[Records from a data source]
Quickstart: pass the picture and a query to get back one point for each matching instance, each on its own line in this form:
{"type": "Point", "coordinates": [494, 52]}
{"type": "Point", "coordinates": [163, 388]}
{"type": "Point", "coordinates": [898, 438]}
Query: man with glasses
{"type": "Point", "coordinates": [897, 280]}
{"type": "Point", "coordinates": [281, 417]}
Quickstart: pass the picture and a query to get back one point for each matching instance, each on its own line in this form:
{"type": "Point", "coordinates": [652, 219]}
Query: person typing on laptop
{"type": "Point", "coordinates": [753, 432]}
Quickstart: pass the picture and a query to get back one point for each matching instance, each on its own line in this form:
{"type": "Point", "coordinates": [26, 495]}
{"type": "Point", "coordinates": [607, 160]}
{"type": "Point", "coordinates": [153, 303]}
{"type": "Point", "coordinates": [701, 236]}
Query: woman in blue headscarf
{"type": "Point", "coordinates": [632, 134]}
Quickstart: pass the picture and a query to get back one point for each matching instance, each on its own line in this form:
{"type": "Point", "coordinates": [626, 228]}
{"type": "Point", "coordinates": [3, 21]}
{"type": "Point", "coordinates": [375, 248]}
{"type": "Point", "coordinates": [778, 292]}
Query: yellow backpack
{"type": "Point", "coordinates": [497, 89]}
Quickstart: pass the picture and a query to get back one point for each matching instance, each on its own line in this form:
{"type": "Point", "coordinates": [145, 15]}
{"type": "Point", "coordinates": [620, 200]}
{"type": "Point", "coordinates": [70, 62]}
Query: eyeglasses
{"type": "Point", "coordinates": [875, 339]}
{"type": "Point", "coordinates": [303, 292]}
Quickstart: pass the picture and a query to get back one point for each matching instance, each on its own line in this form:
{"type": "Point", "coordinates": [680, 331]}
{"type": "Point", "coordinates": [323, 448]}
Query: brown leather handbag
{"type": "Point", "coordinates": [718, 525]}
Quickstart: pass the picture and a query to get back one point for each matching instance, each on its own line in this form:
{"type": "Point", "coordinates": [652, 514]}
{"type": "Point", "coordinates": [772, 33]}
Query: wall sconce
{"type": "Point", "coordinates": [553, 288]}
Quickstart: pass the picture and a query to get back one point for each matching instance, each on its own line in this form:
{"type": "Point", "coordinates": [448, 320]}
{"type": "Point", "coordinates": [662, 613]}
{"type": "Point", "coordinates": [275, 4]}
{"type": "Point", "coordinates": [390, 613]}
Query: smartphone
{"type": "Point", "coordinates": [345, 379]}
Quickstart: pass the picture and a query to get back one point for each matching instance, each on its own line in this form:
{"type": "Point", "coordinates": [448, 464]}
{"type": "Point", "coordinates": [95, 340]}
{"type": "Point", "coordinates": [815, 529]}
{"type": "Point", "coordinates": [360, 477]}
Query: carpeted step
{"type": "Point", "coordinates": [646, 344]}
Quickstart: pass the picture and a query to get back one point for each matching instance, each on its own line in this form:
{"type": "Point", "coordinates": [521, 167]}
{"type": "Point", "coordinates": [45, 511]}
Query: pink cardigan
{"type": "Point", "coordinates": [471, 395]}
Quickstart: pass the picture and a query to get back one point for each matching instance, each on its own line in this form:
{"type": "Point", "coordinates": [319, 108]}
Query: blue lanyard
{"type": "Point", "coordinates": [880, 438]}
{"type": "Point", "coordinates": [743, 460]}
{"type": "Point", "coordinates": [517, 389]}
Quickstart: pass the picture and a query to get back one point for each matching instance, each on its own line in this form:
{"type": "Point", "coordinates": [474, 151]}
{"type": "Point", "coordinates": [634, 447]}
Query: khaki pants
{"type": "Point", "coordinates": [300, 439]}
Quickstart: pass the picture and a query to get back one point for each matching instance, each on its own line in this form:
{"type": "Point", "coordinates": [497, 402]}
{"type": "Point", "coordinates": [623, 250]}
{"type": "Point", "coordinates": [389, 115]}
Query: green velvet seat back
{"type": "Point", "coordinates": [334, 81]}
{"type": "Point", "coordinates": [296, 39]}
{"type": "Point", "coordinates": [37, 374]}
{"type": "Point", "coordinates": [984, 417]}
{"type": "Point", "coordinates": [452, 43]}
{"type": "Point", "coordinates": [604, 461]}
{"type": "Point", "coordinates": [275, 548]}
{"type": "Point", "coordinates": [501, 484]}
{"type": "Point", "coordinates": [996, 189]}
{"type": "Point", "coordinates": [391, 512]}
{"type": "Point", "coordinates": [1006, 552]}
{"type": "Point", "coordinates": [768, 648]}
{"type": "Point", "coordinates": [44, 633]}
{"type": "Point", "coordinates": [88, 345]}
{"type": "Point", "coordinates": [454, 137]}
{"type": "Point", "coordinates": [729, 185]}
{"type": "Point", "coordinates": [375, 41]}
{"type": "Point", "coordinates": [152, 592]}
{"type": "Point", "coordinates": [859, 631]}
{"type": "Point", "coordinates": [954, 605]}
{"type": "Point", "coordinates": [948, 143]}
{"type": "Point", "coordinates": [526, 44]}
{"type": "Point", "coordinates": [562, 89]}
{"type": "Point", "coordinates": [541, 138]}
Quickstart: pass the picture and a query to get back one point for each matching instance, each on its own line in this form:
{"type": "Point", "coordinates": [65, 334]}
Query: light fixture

◆ **WHAT TO WORK ON**:
Work out how many lines in the data above contain the word "blue", counting only exact matches in case. Give the number alone.

◆ **FINISHED EXERCISE**:
2